_WHAT YOU HAVE TO DO_
Put the item lines into a numbered list, leaving out blank lines. Start at the line that contains "Can you find the arched" and stop after the line that contains "pixel 618 573", including only those lines.

_STORED ROWS_

═══

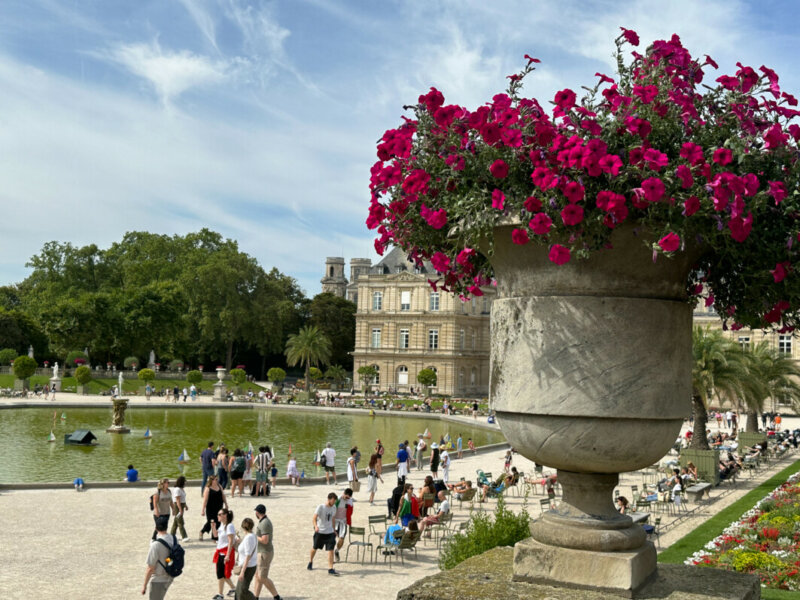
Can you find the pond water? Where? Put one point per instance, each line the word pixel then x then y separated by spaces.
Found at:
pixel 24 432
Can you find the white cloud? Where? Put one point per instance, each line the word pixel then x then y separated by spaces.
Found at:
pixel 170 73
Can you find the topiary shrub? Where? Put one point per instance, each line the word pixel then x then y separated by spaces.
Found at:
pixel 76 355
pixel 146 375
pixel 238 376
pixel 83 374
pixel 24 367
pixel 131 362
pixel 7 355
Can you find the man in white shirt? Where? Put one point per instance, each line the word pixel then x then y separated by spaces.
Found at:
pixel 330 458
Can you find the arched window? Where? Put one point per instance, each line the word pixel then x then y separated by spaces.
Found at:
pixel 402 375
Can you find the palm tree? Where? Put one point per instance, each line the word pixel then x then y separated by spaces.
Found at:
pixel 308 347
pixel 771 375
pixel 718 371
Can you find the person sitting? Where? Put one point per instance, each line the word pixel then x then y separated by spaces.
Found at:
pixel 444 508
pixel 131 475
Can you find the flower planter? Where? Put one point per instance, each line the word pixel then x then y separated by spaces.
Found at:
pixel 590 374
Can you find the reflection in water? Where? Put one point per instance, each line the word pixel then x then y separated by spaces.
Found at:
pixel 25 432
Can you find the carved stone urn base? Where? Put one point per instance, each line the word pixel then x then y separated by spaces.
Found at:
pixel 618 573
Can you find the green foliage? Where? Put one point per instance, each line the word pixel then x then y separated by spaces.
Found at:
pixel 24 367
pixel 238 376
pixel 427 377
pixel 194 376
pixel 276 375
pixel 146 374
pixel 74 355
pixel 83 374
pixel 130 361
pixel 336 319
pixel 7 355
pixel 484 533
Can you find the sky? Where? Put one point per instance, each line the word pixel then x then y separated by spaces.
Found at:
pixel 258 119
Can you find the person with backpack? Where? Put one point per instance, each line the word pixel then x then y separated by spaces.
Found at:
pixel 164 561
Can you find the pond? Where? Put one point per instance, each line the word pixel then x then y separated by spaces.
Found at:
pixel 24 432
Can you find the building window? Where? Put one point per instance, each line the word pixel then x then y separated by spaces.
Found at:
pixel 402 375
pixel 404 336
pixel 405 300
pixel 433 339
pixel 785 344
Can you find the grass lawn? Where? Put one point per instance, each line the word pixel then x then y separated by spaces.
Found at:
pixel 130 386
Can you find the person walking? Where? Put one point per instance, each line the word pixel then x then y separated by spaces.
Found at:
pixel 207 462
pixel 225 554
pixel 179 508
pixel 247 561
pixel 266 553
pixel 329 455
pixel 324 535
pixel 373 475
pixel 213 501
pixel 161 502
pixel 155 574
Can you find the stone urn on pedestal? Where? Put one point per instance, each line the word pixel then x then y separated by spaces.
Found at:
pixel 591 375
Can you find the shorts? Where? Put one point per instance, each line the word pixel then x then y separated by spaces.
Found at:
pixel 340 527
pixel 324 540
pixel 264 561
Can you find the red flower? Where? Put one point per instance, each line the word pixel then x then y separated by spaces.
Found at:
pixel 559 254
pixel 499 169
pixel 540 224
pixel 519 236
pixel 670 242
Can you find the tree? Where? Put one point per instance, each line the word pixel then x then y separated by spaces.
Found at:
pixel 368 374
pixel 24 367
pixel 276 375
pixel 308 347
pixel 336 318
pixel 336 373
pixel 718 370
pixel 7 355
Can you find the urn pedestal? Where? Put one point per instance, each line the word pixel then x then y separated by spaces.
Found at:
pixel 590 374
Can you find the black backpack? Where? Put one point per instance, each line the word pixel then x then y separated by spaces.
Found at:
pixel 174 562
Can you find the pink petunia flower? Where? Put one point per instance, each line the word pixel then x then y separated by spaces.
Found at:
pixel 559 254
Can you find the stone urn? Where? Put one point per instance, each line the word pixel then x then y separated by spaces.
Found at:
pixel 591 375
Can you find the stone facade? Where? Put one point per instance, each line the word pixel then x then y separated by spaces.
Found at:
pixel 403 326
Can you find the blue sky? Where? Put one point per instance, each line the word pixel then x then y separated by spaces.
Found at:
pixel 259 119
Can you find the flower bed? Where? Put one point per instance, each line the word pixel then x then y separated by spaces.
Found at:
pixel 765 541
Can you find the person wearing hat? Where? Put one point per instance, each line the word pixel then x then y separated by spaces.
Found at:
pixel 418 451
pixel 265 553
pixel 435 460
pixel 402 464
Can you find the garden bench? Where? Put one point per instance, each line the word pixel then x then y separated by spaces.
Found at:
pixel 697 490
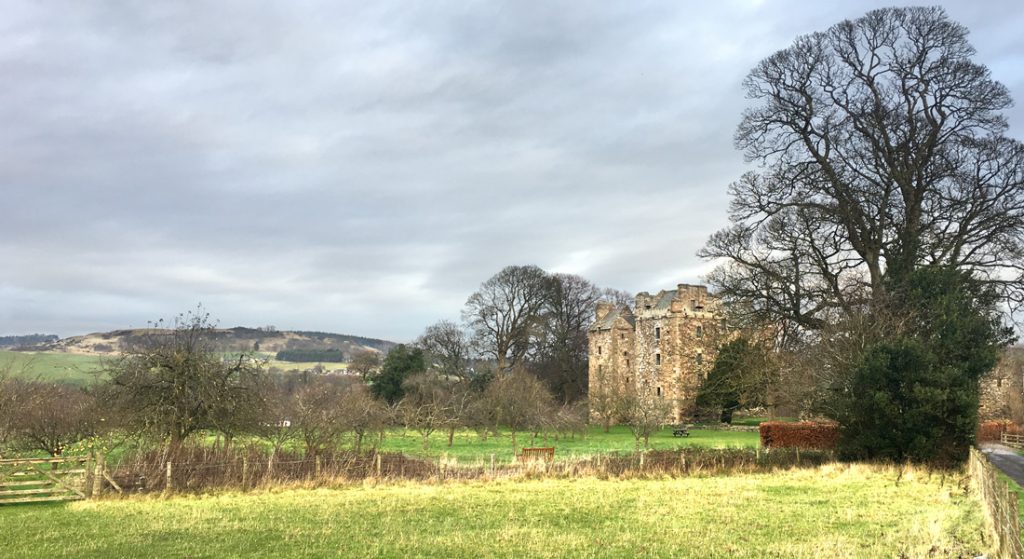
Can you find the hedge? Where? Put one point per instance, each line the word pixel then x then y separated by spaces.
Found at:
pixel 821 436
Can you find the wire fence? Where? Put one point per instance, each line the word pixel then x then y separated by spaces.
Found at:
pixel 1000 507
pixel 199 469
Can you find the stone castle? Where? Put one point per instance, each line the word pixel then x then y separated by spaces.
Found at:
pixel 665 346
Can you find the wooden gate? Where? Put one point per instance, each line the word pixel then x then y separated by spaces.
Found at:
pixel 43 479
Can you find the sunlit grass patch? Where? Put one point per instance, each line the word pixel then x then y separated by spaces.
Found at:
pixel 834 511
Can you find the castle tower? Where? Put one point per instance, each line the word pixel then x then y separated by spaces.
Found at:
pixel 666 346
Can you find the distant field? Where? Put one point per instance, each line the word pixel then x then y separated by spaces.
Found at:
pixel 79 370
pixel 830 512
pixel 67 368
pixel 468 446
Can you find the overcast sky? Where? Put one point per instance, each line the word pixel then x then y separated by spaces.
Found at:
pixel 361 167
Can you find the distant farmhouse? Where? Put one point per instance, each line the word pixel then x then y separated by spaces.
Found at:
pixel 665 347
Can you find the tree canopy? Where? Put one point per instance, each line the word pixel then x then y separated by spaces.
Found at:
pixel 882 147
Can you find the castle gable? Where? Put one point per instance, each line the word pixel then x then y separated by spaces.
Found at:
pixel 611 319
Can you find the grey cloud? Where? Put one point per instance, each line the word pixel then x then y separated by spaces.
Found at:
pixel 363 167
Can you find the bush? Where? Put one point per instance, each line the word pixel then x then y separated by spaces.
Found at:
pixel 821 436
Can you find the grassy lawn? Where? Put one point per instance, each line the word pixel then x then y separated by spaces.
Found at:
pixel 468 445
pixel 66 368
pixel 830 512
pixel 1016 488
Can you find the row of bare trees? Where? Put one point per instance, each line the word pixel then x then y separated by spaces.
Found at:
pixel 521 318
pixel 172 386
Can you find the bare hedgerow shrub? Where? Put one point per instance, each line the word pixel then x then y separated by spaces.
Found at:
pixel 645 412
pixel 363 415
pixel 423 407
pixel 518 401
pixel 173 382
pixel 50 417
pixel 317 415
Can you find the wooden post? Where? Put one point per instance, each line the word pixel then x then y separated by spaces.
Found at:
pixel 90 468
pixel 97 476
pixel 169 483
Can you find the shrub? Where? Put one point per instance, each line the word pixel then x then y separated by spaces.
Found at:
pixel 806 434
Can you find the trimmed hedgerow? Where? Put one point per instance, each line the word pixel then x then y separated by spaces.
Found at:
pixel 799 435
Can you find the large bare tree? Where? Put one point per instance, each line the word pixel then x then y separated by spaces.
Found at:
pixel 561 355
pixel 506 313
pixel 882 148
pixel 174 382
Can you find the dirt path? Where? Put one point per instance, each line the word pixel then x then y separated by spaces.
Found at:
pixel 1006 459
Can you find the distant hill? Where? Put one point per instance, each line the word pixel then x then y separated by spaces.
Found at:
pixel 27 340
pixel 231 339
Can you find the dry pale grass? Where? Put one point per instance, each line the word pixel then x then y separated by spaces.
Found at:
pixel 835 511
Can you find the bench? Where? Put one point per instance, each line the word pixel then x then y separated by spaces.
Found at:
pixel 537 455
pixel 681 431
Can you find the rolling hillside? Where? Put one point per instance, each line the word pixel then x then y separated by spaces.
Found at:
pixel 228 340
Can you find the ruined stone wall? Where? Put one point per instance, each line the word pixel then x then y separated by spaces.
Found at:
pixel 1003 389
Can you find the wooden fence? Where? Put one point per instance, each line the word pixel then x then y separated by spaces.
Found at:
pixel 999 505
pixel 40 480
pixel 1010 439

═══

_SOLUTION TO THE PROBLEM_
1. Can you find the arched window? Where? Put one point per instance, each line the word pixel then x then y separated by spaces.
2. Found at:
3. pixel 402 375
4. Can you find the palm tree? Where? Put one point per instance, each line the word pixel then x then y separated by spaces.
5. Found at:
6. pixel 308 347
7. pixel 771 375
8. pixel 718 371
9. Can you find the person sitting? Where? Put one point per instance, each line the word pixel then x then y separated by spaces.
10. Found at:
11. pixel 444 508
12. pixel 131 475
13. Can you find the flower planter? Where? Put one point per instance, each line the word pixel then x then y separated by spaces.
14. Found at:
15. pixel 590 374
16. Can you find the reflection in water? Where? Put one point per instance, each line the word pixel then x then y separated by spaces.
17. Found at:
18. pixel 25 432
19. Can you find the carved stone urn base? Where? Put one point per instance, each line the word pixel then x then y separated by spaces.
20. Found at:
21. pixel 618 573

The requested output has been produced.